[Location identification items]
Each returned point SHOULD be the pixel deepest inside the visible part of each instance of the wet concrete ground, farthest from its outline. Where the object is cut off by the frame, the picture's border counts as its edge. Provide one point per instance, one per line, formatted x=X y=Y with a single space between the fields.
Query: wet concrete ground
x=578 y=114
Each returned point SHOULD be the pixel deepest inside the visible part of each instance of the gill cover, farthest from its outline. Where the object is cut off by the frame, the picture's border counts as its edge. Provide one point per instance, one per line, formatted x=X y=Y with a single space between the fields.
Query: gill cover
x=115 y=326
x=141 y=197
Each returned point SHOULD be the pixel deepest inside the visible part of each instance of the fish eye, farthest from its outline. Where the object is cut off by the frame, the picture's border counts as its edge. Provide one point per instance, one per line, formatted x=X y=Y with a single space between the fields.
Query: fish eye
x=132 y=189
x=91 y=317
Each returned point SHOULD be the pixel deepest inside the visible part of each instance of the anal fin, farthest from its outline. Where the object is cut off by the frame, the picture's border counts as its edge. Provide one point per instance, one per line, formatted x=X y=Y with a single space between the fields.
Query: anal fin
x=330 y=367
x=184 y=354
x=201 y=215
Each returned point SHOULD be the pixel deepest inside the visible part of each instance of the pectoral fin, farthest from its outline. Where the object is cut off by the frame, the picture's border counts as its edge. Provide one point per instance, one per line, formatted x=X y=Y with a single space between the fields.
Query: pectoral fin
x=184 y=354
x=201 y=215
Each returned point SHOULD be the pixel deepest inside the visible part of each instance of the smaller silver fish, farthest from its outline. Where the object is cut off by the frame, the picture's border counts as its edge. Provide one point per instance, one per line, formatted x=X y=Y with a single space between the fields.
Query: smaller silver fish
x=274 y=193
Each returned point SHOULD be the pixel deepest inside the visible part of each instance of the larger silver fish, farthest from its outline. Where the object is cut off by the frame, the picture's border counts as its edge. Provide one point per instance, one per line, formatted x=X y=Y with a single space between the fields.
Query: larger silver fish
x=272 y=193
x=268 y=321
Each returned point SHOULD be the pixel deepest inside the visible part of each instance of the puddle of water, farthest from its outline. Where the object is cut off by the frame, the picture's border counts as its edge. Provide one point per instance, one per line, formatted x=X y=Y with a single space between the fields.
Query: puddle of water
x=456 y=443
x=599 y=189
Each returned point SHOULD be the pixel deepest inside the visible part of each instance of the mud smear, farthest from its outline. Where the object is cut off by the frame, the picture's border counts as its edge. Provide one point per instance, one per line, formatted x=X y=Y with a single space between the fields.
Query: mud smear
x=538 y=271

# AIM
Print every line of the listing above again, word for word and in the same order.

# SOLUTION TO THIS PROBLEM
Each returned point SHOULD be the pixel deepest inside the visible part of each instance of the wet concrete ground, farthest from its outline. Where the object is cut off by the frame, the picture's border counts as its edge. Provide one point per instance, one per line, formatted x=X y=Y with a single space between the fields.
Query: wet concrete ground
x=578 y=114
Each returned point SHOULD be the pixel deepest inside the visible part of each instance of the gill cover, farthest from its outline. Where the object is cut off by the frame, the picture's border counts as its edge. Provide one point per instance, one per line, formatted x=X y=Y with a single space between the fields.
Query: gill cover
x=115 y=326
x=141 y=197
Each returned point SHOULD be the pixel deepest inside the visible part of each instance of the fish eye, farthest from its outline. Where the object is cut off by the frame, the picture's border counts as its edge. Provide one point per instance, one per line, formatted x=X y=Y with a single space between the fields.
Query: fish eye
x=132 y=189
x=91 y=317
Each returned point SHOULD be the pixel deepest inside the visible part of each instance of the anal fin, farthest from its outline. Where the object is cut off by the frame, the picture's border counts as its edge. Provide one point per instance, one per line, formatted x=X y=Y with a single space between the fields.
Query: anal fin
x=330 y=367
x=184 y=354
x=201 y=215
Each returned point SHOULD be the pixel deepest inside the visible part of each instance of the pectoral fin, farthest from its outline. Where the object is cut off by the frame, the picture's border counts as its edge. Provide one point per instance, one per line, formatted x=X y=Y with a single space between the fields.
Query: pectoral fin
x=184 y=354
x=201 y=215
Each returned point SHOULD be the pixel deepest inside the visible part of each instance of the smaller silver fish, farthest from its outline. Where the object is cut off by the frame, the picture's border counts as its edge. Provide one point per instance, one per line, formatted x=X y=Y with a single space between the fields.
Query: smaller silver fish
x=274 y=193
Each returned point SHOULD be the pixel deepest inside the visible part of each instance of the larger silver fish, farthest from its outline. Where the object is cut off by the frame, the picture's border counts as its edge. Provide one point per instance, one per line, formatted x=X y=Y with a single space between the fields.
Query: larger silver fish
x=272 y=193
x=268 y=321
Each returned point SHOULD be the pixel deepest inside the visible part of each instance of the puddle of water, farthest from its outline. Where the object is cut off by the frame, the picture's border counts as its edge. Provide one point per instance, one per line, formatted x=X y=Y with a single space between the fields.
Query: puddle of water
x=456 y=443
x=599 y=189
Each returned point SHOULD be the pixel deepest inside the visible part of each instance of the mud smear, farthest from its outline. Where the object is cut off by the frame, the picture's border counts as its edge. Provide one point per instance, one per line, formatted x=X y=Y with a single space between the fields.
Query: mud smear
x=538 y=271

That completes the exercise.